▶ TASK OBJECTIVE: With no word left out, write out the entire listing.

▶ SUPPLIED MATERIAL:
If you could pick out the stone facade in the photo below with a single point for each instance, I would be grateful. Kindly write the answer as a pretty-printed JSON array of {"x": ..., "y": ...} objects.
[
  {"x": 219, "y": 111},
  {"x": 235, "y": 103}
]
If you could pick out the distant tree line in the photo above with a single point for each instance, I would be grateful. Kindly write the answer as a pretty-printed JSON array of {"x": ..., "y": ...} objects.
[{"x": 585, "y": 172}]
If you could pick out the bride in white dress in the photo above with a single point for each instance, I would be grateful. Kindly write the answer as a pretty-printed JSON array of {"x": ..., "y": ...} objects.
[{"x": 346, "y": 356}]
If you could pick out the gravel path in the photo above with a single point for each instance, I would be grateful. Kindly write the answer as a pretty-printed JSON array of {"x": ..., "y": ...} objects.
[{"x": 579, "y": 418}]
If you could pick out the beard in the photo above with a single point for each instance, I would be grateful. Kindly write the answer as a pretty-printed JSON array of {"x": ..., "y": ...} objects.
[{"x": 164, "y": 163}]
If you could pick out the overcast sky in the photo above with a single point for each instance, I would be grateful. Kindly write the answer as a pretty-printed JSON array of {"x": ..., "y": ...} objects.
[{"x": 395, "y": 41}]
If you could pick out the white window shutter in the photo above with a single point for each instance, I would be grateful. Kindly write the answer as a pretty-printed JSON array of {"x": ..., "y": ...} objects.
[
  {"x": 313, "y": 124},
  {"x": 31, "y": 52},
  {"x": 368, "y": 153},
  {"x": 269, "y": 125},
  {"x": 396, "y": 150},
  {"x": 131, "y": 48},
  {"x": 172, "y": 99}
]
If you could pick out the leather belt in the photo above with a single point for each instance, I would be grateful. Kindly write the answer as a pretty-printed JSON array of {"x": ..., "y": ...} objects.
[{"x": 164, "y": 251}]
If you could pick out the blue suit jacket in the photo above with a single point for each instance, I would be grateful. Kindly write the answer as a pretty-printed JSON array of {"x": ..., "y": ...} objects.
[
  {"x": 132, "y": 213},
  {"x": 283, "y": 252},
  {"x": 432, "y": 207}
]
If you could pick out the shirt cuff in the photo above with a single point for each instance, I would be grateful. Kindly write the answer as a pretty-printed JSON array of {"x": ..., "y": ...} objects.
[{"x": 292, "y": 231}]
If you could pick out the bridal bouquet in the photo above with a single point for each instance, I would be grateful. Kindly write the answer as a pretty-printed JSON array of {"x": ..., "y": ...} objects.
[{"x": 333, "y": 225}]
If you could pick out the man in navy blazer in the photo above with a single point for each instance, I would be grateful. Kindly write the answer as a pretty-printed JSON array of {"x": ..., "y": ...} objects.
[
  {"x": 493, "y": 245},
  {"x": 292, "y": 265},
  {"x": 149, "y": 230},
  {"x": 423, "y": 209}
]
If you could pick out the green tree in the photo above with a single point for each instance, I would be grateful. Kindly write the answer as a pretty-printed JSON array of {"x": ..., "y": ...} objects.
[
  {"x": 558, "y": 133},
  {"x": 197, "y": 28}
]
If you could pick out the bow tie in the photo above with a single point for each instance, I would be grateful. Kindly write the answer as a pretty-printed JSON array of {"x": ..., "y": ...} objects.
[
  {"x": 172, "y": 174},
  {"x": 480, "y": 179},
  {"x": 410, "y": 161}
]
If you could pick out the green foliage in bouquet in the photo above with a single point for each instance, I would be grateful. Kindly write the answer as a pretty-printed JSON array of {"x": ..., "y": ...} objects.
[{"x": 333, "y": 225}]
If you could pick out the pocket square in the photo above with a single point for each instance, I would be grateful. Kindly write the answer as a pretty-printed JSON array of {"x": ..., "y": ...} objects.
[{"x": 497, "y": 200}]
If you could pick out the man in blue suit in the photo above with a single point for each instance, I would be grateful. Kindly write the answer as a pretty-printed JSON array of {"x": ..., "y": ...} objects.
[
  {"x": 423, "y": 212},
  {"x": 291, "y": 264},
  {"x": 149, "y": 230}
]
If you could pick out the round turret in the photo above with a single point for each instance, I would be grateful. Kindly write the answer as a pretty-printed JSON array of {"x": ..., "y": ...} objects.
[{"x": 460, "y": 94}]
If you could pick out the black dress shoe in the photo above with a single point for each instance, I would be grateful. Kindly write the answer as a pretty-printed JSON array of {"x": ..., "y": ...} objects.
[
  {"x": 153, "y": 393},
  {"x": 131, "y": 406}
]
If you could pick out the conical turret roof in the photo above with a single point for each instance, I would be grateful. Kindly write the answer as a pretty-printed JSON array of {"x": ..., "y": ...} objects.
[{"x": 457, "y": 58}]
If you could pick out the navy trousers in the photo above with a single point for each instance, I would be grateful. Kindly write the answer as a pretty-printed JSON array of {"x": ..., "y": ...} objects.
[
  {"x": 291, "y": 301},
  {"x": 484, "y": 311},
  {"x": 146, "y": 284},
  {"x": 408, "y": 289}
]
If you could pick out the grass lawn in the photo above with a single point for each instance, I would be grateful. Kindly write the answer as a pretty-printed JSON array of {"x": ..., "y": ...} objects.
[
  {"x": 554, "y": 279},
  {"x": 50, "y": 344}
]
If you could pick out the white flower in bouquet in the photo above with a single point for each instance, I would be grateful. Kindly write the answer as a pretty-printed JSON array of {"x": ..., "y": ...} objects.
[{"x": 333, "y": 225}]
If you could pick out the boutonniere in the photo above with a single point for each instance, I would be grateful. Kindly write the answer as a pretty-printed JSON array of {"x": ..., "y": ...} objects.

▶ RESULT:
If you could pick out the stone facade in the photo below with a single point for each instance, I would be grateful. Kindly write the answer as a pretty-printed JSON array of {"x": ..., "y": ...} objects.
[
  {"x": 219, "y": 111},
  {"x": 235, "y": 103}
]
If you could pick out the distant tree line in the photo above with a single point for each instance, I would be grateful. Kindly write the answer as a pretty-printed JSON array of {"x": ..., "y": ...} objects.
[{"x": 585, "y": 172}]
If you could pick out the bride in white dress in the photo above with a single point for each instance, I would be grateful. Kindly write the answer as a pretty-printed JSON array of {"x": ..., "y": ...} objects.
[{"x": 346, "y": 356}]
If you could pick out the gravel path in the photo above with a single point for each instance, I would be grateful. Kindly write the answer as a pretty-printed JSON array of {"x": ..., "y": ...} objects.
[{"x": 579, "y": 418}]
If you could pick out the beard in the photo above with a single point for each instance, I would be grateful. Kindly write the answer as a pretty-printed JSON array of {"x": ..., "y": ...} objects.
[{"x": 164, "y": 163}]
If you could pick out the overcast sky in the photo above with a single point for each instance, I would be grateful. Kindly write the answer as a pretty-printed JSON array of {"x": ..., "y": ...} objects.
[{"x": 395, "y": 41}]
If you could pick out the white window shutter in the photo above with a single point for each instance, I would be grateful. Kindly write the answer as a pretty-printed JSON array of {"x": ..., "y": ...} objects.
[
  {"x": 313, "y": 124},
  {"x": 31, "y": 52},
  {"x": 368, "y": 153},
  {"x": 269, "y": 125},
  {"x": 396, "y": 150},
  {"x": 131, "y": 48},
  {"x": 172, "y": 99}
]
If you could pick out the leather belt in the photo above with a single point for each instance, I would be grateful. Kindly write the answer as a pretty-printed JSON array of {"x": ..., "y": ...} objects.
[{"x": 164, "y": 251}]
If you could pick out the blue suit jacket in the photo above with a single point for each instance, I would be grateful. Kindly write the answer as a pretty-printed JSON array of {"x": ..., "y": ...} objects.
[
  {"x": 132, "y": 213},
  {"x": 283, "y": 252},
  {"x": 432, "y": 207}
]
If you could pick out the shirt cuff in the photo above with a single point for each instance, I would be grateful. Kindly write the answer as a pretty-printed JSON array of {"x": ..., "y": ...} objects.
[{"x": 292, "y": 231}]
If you could pick out the bridal bouquet in the photo above with a single point for each instance, I would be grateful. Kindly write the answer as a pretty-printed JSON array of {"x": ..., "y": ...} objects.
[{"x": 333, "y": 225}]
If you could pick out the man in navy blazer in the photo above with a single point for each instance, I would be grateful. Kindly write the answer as a pretty-printed JSON array of {"x": ..., "y": ...} objects.
[
  {"x": 493, "y": 245},
  {"x": 292, "y": 265},
  {"x": 149, "y": 230},
  {"x": 423, "y": 209}
]
If you could pick out the green tree in the photo above with a single point for each instance, I would be grateful. Kindly write the answer as a pretty-printed JSON array of {"x": ..., "y": ...} objects.
[
  {"x": 558, "y": 133},
  {"x": 197, "y": 28}
]
If you could pick out the bow tie in the photo above with a single point for each instance, I would be grateful. Kindly write the answer as a pretty-printed JSON array of {"x": ..., "y": ...} objects.
[
  {"x": 172, "y": 174},
  {"x": 480, "y": 179},
  {"x": 410, "y": 161}
]
If you could pick out the green foliage in bouquet in the photo above with a single point for each instance, I would be grateful. Kindly write the answer as a pretty-printed JSON array of {"x": ..., "y": ...} objects.
[{"x": 333, "y": 225}]
If you could pick out the pocket square in the photo above with a single point for each instance, I would be grateful. Kindly write the answer as a pretty-printed JSON array of {"x": ..., "y": ...} objects.
[{"x": 497, "y": 200}]
If you could pick out the man in blue suit in the photo above with a single point for each instance, I would be grateful. Kindly write the answer as a pretty-printed JSON array of {"x": ..., "y": ...} objects.
[
  {"x": 423, "y": 212},
  {"x": 291, "y": 264},
  {"x": 149, "y": 230}
]
If you could pick out the round turret in the photo above with a single point for each instance, I would be grateful. Kindly write the answer as a pretty-printed JSON array of {"x": ..., "y": ...} objects.
[{"x": 460, "y": 94}]
If you could pick out the black dress shoe in the photo above with a single point for each instance, I would be grateful. Kindly write the answer as a pretty-printed JSON array of {"x": ..., "y": ...} objects.
[
  {"x": 153, "y": 393},
  {"x": 131, "y": 406}
]
If you could pick out the conical turret roof in the photo above with a single point for each instance, I would be grateful. Kindly write the answer as a pretty-printed JSON array of {"x": ..., "y": ...} objects.
[{"x": 457, "y": 58}]
If you could pick out the navy trousers in the photo above with a single point for each instance, I would be grateful. Kindly write the answer as a pretty-printed JSON array of {"x": ..., "y": ...} objects.
[
  {"x": 291, "y": 301},
  {"x": 484, "y": 311},
  {"x": 146, "y": 284},
  {"x": 408, "y": 289}
]
If you could pick out the grass lawn in the photo above with a single point for each instance, I would be grateful. Kindly write the answer as a pretty-printed JSON array of {"x": ..., "y": ...} objects.
[
  {"x": 554, "y": 279},
  {"x": 50, "y": 344}
]
If you could pick out the white flower in bouquet in the photo above with a single point for each instance, I would be grateful. Kindly write the answer as a pretty-printed JSON array of {"x": ..., "y": ...} objects.
[{"x": 333, "y": 225}]
If you could pick out the boutonniere in the photo above with a single point for each instance, I would be grateful. Kindly write the answer as a pretty-printed JSON array of {"x": ..., "y": ...} objects.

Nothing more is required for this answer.